== EXTRACT TO READ ==

>> START

I have two dataframes and I am trying to drop rows whose name is not found in the column names of other dataframe.
For example:
DF1
| ahmed | emad | ali | |
|---|---|---|---|
| —- | —- | —- | —- |
| —- | —- | —- | —- |
| —- | —- | —- | —- |
DF2
| names | |||
|---|---|---|---|
| emad | — | — | |
| ahmed | — | — | |
| ibrahim | — | — | |
| saad | — | — | — |
| hassan | — | — | — |
I am trying to drop the DF1 columns whose names aren’t in the names of DF2.
My code so far
library(dplyr)
`%notin%` <- Negate(`%in%`)
for ( i in seq_along(colnames(DF1))){
if (colnames(DF1)[i] %notin% rownames(DF2){
DF1=select(DF1,-i)
}
}
It gets the job done, however it raises this error:
Error: Can’t subset columns that don’t exist.
and if run the code again it drops "ahmed" and "emad" column even they exist in the DF2!!
>Solution :
The issue with your loop is that you set up looping to go across all columns, but you delete columns as you go. By the time you get to column 20, you have deleted several columns and there is no longer a column 20!
But you don’t need a loop at all for this.
cols_to_keep = intersect(colnames(DF1), rownames(DF2))
DF1 = DF1[cols_to_keep]

>> END

== STATED GOAL A ==
For the R dataframe thread, decide whether each statement agrees with it: (i) the questioner's loop raises an error, (ii) the solution keeps a loop over the columns, (iii) on a second run the code keeps the "ahmed" and "emad" columns. Answer yes or no for each, quoting the deciding words of the thread.
The R dataframe thread and the listing that comes after it were taken from unrelated sources.

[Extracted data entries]
>> START

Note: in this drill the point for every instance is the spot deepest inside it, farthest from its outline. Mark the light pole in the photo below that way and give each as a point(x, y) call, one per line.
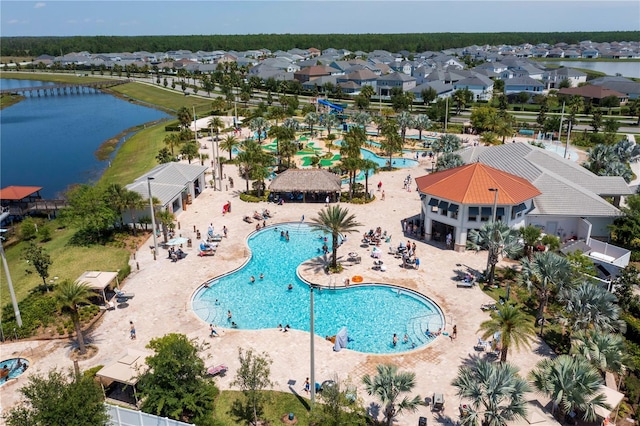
point(153, 218)
point(312, 374)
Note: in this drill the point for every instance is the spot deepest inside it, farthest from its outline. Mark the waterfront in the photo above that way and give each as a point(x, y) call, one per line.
point(630, 69)
point(50, 141)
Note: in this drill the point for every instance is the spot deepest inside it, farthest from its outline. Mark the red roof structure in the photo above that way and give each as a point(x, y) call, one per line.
point(469, 184)
point(17, 193)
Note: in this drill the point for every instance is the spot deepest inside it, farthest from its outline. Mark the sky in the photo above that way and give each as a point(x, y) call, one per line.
point(160, 17)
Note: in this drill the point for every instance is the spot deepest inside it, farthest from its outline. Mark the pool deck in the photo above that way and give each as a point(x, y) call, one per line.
point(163, 290)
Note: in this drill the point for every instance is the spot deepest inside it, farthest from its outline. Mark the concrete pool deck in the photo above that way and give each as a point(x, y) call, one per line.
point(163, 290)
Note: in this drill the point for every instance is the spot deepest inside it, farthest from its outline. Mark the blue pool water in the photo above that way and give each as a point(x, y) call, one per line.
point(371, 313)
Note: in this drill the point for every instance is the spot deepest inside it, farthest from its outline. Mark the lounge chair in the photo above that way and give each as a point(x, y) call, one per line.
point(217, 370)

>> END

== STATED GOAL B ==
Render everything in the listing, from the line containing "Mark the pool" down to and including its final line, as a Markdown table with the columns Row and Line. Number each row and leave out blank lines.

== FINAL RESULT A ==
(i) Yes: "It gets the job done, however it raises this error"
(ii) No: "But you don’t need a loop at all for this."
(iii) No: "if run the code again it drops "ahmed" and "emad" column even they exist in the DF2!!"

== FINAL RESULT B ==
| Row | Line |
|---|---|
| 1 | Note: in this drill the point for every instance is the spot deepest inside it, farthest from its outline. Mark the pool deck in the photo above that way and give each as a point(x, y) call, one per line. |
| 2 | point(163, 290) |
| 3 | Note: in this drill the point for every instance is the spot deepest inside it, farthest from its outline. Mark the concrete pool deck in the photo above that way and give each as a point(x, y) call, one per line. |
| 4 | point(163, 290) |
| 5 | Note: in this drill the point for every instance is the spot deepest inside it, farthest from its outline. Mark the blue pool water in the photo above that way and give each as a point(x, y) call, one per line. |
| 6 | point(371, 313) |
| 7 | Note: in this drill the point for every instance is the spot deepest inside it, farthest from its outline. Mark the lounge chair in the photo above that way and give each as a point(x, y) call, one per line. |
| 8 | point(217, 370) |